Task to complete — Copy out, exactly as written, only the line containing "of the price" and the lines after it through the end of the records.

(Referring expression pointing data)
________
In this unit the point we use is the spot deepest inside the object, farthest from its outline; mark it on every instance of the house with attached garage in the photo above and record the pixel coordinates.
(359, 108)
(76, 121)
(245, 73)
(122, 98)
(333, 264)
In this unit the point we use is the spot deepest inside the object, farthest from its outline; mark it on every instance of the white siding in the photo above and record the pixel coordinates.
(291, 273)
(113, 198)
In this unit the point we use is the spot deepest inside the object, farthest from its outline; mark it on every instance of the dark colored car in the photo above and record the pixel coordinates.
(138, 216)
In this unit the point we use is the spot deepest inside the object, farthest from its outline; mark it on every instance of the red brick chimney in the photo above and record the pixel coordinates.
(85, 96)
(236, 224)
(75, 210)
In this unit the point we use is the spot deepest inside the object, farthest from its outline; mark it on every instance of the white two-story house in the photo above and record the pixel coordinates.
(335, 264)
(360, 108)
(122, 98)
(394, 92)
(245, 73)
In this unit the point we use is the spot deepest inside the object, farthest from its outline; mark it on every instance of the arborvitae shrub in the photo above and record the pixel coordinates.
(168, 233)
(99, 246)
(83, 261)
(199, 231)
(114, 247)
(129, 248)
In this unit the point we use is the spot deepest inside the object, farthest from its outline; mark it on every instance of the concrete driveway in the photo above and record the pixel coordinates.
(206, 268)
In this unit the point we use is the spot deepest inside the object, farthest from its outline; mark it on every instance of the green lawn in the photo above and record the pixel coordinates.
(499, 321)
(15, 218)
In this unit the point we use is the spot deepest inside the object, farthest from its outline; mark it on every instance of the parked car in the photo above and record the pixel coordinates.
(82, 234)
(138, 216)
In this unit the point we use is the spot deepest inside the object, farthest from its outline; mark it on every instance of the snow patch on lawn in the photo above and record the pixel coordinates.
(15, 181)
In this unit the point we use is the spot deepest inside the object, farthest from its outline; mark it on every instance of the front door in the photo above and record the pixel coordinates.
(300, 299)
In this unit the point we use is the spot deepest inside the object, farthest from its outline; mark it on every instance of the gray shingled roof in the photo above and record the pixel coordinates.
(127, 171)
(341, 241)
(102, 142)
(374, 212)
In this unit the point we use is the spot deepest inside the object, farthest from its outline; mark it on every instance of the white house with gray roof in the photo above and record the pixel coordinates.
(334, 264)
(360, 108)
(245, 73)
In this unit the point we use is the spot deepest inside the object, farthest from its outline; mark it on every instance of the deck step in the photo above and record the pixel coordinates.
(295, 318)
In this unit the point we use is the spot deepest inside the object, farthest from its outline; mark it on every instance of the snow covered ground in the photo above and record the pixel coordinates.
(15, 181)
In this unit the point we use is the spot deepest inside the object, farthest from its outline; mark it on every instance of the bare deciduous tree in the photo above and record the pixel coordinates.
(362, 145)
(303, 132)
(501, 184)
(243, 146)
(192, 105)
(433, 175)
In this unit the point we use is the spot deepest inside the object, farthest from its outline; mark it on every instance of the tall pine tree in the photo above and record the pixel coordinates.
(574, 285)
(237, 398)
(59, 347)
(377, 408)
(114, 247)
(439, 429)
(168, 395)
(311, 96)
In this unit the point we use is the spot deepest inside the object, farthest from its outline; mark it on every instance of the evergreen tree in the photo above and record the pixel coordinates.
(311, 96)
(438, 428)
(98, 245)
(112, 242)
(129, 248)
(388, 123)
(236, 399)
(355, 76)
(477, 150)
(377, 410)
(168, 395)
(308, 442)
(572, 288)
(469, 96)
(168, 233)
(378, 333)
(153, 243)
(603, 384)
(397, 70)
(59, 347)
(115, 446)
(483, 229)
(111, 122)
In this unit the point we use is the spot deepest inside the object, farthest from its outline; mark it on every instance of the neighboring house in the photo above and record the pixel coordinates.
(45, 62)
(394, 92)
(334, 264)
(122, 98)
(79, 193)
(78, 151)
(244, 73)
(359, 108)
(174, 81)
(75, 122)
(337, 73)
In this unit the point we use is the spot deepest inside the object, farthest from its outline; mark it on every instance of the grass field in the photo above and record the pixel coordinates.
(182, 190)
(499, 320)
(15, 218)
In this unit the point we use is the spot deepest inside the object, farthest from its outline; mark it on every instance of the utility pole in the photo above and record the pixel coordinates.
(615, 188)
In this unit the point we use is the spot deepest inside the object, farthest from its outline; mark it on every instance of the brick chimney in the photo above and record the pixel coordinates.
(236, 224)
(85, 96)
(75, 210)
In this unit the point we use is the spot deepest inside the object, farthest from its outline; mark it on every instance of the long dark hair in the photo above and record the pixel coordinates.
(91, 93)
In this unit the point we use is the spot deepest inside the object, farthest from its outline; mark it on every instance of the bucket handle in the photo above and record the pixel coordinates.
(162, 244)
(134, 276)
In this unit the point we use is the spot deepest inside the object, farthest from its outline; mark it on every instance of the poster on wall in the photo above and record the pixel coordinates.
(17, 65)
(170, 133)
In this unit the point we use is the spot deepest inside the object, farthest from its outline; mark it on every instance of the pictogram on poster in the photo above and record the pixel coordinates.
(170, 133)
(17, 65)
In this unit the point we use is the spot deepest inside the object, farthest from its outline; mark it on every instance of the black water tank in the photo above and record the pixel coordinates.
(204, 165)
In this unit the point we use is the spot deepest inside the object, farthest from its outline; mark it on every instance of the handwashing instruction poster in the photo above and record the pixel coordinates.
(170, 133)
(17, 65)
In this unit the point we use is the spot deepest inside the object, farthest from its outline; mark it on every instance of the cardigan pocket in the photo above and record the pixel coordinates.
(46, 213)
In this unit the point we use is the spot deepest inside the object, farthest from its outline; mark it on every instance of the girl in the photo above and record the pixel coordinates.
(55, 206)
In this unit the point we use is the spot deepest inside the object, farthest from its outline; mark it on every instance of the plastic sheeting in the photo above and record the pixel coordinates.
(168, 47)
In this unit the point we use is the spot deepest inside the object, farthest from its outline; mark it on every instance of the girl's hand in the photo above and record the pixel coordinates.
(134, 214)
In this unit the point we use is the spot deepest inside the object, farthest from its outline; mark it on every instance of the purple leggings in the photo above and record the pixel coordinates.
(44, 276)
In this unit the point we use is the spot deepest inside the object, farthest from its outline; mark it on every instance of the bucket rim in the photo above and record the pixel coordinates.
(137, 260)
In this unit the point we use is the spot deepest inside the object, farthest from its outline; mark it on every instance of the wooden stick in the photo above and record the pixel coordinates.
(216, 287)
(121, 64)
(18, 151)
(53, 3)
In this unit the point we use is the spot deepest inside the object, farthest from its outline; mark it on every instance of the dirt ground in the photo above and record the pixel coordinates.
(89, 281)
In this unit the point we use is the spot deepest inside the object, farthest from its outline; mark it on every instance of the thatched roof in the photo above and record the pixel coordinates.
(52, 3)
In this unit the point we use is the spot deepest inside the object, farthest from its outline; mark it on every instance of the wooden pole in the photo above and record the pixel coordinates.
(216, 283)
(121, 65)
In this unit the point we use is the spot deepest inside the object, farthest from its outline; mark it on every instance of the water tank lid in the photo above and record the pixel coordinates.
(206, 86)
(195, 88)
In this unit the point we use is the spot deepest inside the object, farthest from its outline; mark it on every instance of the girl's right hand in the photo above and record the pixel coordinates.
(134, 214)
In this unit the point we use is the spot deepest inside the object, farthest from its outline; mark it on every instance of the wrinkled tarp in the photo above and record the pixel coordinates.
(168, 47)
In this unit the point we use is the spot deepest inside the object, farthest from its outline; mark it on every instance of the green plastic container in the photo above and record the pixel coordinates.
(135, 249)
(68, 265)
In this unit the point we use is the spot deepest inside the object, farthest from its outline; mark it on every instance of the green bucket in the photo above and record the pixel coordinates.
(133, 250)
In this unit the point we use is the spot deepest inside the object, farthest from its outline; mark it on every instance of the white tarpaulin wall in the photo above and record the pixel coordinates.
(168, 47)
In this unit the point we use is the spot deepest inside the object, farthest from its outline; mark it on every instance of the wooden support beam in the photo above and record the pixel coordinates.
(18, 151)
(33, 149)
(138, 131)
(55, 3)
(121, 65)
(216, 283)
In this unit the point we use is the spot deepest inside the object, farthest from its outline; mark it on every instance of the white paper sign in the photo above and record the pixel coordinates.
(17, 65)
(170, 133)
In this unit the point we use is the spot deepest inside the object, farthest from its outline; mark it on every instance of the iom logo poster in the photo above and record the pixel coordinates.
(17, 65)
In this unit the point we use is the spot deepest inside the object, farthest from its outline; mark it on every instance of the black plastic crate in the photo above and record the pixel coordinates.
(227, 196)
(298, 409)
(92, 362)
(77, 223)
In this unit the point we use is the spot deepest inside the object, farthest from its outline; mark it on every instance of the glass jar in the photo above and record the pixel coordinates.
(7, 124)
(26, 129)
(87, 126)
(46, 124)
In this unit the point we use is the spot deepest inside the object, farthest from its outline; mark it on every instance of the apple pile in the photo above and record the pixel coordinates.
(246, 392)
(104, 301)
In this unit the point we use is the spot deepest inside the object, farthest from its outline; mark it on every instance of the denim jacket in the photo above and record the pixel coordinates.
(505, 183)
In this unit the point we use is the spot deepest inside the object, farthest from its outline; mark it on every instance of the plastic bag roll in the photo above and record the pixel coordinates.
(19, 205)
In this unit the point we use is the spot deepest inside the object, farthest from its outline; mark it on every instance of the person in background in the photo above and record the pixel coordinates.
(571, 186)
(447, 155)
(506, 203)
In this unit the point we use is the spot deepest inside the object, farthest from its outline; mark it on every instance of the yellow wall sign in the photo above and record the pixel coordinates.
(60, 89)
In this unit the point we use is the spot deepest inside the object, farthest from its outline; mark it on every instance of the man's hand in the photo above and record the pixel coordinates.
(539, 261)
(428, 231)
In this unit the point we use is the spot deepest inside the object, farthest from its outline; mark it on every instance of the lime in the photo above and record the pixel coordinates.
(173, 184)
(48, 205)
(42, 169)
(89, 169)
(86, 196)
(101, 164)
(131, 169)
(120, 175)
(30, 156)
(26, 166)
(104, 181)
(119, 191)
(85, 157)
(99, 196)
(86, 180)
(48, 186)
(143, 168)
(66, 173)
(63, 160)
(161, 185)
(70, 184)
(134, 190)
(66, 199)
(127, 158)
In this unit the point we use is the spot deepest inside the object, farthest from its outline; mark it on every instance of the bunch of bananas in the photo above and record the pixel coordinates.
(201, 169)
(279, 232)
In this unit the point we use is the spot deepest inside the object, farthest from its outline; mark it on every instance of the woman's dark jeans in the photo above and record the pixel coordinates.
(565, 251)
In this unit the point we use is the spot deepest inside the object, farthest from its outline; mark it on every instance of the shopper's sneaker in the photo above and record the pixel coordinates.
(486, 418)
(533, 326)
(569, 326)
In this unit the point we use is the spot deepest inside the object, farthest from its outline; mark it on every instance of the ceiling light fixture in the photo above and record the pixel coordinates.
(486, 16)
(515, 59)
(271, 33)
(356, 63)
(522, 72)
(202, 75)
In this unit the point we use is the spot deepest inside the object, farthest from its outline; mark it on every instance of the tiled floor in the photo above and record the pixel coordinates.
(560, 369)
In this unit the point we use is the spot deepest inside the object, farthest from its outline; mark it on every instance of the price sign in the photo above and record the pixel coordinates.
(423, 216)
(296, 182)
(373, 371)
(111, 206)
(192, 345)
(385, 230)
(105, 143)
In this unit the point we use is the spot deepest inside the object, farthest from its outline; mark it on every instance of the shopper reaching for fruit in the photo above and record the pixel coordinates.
________
Reply to the task —
In this unit the point we use is the spot deepest inside the object, farthest from its outline; mark it on every instance of the price sign in the photo above and record the pixel coordinates.
(423, 216)
(296, 182)
(373, 371)
(111, 206)
(192, 345)
(385, 230)
(105, 143)
In this unit the point we use is the spot deepest inside the object, farthest from its outline; mark it on every instance of the shopper reaching for fruit in the photo above and record the pixel coordinates.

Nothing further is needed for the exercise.